● SOURCE DOCUMENT:
■ ■ ■ ■ ■ ■ ■
To solve the most pressing scientific problems, scientists today often face enormous hurdles when it comes to gathering the data they need to embark on research.
Enter Ramkumar Hariharan, a data scientist and computational biologist at Northeastern University in Seattle. A scientist and an engineer, Hariharan’s current research is centered around an emerging scientific field called geroscience, or the “study of aging as it relates to age-related diseases.” Hariharan has been trying to understand the reasons why some cancer patients respond better to certain kinds of immunotherapies.
To do so requires lots of information about the patients themselves, the specific forms of cancer and the drugs used to treat patients. Naturally, it’s a lot of data to process—and from a variety of sources. All of that information requires sorting, or cleansing, scraping (exporting data from one source, or program, into another) and “deriving” (combining or processing raw data into new information).
“The first part is creating artificial intelligence systems and pipelines,” Hariharan says. “And why are we doing it? We want to solve scientific problems.”
Hariharan and a team of Northeastern researchers received a grant to build an “end-to-end autoML pipeline” to help predict patients’ response to cancer immunotherapies. The automated machine learning model (autoML) uses so-called “deep learning,” a form of artificial intelligence modeled off of human decision-making, to help researchers sift through massive amounts of raw data.
Specifically, the researchers are looking to see if they can prospectively identify patients who would best benefit from these different treatments and, in doing so, isolate the individual factors that make patients more or less responsive to them. Those could be factors such as a patient’s age, physical attributes, and overall health, among others.
The goal is to search for patterns in the available data (meaning, data accessible through published literature and other public databases) that help researchers construct a clinical picture of how patients might fare in treatment.
To be as precise as possible, researchers need more than simply a patient’s age, sex and health; they need other more specific data points, such the cellular composition of the cancerous tumors, and molecular measurements that provide insight into gene activity or expression.
One problem for researchers looking to scrape this specialized data is that a lot of it is so-called domain-specific knowledge, meaning it’s overseen by experts—here, medical and healthcare professionals—and locked away in disparate, not-well-organized databases. Another challenge is the extensive hand-coding required to precisely calibrate many existing machine learning models
Here’s where autoML comes in. As opposed to traditional machine learning models that require trained experts to manually tinker with the settings of an algorithm, autoML is an approach in which the system is constructed to learn how to optimize its dozens of “hyperparameters and control knobs” all on its own, Hariharan says.
“The autoML pipeline takes care of two things: one, you are much less reliant on domain experts, and two, your machine learning workflow is greatly accelerated,” he says. “You don’t need to create additional derived data and add that to the existing data because it can identify new, relevant derived data on its own.”
■ ■ ■ ■ ■ ■ ■
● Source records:
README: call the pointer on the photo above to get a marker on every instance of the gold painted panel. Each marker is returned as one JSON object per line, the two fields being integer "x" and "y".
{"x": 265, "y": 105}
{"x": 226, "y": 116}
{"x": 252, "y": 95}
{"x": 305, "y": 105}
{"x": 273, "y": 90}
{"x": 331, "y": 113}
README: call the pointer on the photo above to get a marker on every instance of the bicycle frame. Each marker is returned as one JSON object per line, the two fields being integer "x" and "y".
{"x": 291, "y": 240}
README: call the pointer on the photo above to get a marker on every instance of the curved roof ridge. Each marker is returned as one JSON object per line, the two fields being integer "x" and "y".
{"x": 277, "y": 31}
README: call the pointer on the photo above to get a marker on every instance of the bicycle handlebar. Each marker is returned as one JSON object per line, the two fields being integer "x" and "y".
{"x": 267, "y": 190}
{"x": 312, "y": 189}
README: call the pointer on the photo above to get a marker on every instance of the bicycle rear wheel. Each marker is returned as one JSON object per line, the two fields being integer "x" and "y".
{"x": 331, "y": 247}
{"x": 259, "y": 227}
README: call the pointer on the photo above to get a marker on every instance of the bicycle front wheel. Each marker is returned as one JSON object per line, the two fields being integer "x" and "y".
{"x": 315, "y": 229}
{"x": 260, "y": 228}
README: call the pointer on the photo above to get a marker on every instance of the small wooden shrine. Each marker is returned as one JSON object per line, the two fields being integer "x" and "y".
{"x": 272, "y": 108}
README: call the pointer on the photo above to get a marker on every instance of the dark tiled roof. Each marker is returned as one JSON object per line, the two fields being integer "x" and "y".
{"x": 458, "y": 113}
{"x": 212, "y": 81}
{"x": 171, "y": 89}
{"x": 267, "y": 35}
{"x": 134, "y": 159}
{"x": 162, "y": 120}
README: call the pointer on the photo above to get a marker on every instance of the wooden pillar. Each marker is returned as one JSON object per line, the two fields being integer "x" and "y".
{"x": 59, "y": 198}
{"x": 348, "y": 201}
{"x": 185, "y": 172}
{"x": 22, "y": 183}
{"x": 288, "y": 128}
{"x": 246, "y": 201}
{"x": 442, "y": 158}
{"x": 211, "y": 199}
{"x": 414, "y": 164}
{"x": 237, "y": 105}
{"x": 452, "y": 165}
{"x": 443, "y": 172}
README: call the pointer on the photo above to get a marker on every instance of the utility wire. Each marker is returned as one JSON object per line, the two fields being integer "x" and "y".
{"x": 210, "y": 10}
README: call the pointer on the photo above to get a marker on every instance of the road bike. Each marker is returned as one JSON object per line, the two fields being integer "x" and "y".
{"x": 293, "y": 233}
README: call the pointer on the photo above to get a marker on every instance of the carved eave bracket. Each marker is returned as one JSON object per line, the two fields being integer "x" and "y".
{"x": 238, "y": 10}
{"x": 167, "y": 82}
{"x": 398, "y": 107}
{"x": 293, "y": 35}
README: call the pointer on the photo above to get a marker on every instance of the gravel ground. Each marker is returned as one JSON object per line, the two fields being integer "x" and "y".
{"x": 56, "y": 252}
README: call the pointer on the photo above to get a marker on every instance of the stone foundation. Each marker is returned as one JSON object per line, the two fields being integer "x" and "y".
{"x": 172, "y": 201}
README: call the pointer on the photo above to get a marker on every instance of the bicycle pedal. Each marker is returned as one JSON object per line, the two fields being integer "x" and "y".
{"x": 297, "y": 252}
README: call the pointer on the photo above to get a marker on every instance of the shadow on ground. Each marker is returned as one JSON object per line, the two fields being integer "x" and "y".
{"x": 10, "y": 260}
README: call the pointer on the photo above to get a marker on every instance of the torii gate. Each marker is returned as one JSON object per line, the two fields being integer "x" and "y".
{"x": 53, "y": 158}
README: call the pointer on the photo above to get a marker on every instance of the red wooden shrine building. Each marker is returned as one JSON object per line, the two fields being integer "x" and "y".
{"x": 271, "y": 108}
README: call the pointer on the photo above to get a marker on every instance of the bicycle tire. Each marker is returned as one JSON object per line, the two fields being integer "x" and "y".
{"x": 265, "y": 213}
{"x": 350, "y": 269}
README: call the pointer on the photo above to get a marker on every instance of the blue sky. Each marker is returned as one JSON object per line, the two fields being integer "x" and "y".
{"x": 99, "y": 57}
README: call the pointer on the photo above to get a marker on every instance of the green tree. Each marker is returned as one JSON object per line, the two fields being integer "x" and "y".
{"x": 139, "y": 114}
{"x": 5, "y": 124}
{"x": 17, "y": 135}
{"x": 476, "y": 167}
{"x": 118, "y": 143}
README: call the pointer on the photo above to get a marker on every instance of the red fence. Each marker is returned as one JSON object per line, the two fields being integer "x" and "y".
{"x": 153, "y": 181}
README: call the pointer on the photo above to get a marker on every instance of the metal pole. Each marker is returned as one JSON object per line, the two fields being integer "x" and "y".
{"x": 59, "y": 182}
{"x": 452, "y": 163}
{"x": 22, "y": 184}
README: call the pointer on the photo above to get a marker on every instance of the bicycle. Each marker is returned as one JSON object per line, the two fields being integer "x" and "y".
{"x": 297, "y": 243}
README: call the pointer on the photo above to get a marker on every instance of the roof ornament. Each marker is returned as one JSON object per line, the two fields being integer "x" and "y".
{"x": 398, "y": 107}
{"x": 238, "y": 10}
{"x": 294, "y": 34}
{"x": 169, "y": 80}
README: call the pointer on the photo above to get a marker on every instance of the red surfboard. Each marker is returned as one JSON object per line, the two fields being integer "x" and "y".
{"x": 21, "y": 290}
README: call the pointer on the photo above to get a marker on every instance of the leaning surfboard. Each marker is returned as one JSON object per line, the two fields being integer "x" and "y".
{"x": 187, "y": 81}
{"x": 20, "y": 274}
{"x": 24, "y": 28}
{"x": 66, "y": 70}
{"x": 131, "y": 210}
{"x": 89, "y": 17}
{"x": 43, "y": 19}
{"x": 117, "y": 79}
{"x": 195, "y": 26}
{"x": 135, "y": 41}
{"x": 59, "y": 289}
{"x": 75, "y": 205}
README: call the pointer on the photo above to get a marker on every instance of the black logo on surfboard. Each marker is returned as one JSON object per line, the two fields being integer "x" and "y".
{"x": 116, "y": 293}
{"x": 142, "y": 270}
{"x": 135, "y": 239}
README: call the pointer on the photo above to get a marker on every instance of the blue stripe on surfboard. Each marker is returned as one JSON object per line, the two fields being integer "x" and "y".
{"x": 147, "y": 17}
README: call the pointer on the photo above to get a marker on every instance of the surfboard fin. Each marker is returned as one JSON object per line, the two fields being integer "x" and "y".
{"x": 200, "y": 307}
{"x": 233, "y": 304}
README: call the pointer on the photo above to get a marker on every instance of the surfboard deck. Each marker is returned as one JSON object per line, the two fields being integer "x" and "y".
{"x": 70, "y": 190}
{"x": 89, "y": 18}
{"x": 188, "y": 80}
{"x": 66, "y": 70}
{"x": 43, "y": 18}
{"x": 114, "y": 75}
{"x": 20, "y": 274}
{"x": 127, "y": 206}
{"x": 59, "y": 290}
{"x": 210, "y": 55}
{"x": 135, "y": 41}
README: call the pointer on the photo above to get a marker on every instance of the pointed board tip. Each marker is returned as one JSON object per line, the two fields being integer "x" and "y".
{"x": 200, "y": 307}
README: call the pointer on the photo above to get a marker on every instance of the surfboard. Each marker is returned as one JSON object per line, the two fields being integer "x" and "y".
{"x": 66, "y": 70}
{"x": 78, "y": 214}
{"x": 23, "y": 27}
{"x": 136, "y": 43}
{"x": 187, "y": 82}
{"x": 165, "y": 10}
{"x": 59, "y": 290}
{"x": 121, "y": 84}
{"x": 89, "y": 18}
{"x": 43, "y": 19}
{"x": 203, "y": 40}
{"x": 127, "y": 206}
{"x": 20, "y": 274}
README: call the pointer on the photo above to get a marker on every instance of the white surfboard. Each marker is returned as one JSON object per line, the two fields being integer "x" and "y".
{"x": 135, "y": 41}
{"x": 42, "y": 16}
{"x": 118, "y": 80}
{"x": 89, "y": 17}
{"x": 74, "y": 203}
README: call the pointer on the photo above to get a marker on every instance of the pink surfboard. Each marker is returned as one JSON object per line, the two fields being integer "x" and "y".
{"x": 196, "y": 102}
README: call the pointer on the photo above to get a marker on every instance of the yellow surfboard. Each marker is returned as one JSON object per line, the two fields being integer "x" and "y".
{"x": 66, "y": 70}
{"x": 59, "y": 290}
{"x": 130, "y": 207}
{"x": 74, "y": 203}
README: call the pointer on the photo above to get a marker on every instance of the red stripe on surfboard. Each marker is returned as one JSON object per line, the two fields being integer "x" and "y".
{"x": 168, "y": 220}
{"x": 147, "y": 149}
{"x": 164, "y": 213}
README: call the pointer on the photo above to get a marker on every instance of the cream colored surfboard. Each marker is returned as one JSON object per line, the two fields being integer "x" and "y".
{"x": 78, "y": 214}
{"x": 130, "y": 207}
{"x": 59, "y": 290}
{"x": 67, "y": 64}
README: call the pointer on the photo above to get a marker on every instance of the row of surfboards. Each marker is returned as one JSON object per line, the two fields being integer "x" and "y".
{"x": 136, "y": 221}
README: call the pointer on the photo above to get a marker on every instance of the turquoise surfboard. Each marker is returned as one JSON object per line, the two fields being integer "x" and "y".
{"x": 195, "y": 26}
■ ■ ■ ■ ■ ■ ■
● TASKS TO CARRY OUT:
[1] In the cancer immunotherapy article, the sentence beginning "To be as precise as possible" names several kinds of patient data that researchers need. List every one of them.
[2] Resume the article on the autoML pipeline for predicting response to cancer immunotherapy, picking up right after its last sentence.

● ANSWERS BELOW:
[1]
- A patient's age
- A patient's sex
- A patient's health
- The cellular composition of the cancerous tumors
- Molecular measurements that provide insight into gene activity or expression

[2]
Hariharan’s team recently finished building the autoML pipeline, and is now in the process of refining the system, and measuring its performance compared to classical, hands-on models. The $50,000 in funding for the project comes from Northeastern’s Institute for Experiential AI. Rohit Gandikota, Alekya Kasturi, Shreyangi Prasad and Ayesha Mathur—all Northeastern-based—contributed research.
Hariharan says the complicated data project was spurred along by developments in geroscience, and a broader shift in the way scientists understand aging. As you age, your bodily functions begin to slow down. “Things start to fall apart,” Hariharan says. This in turn predisposes a person to a host of age-related diseases.
“Your probability of getting cancer significantly increases,” Hariharan says. “Yes, young people do get cancer—but they’re more like the outliers. And age isn’t the only factor that causes cancer, or Alzehmiers disease, or cardiovascular disease.”
It also depends on your genetic inheritance, he says, and the “epigenetic marks” that “sit atop your DNA.” These marks are chemical modifications to the DNA letters, Hariharan says, that can offer clues about how we age. Diet and lifestyle, long thought to influence how quickly we age, can also impact the formation of these marks.
“There are so many ways to measure your biological age,” he says. “Looking at the epigenomic pattern is one way of doing it.”
Other so-called biomarkers of aging vary and can include, for example, how fast a person walks, their grip strength, and other blood measurements, such as how they respond to glucose. As scientists’ understanding of the mechanisms of aging evolve, more potential data points emerge as variables and determinants of health, Hariharan says.
Machine learning, he says, will be the key to unlocking that data.
“We want to build AI-powered computational tools to come up with more reproducible ways of measuring biological aging,” Hariharan says. “We haven’t started that research yet, but we’re going to launch it soon.”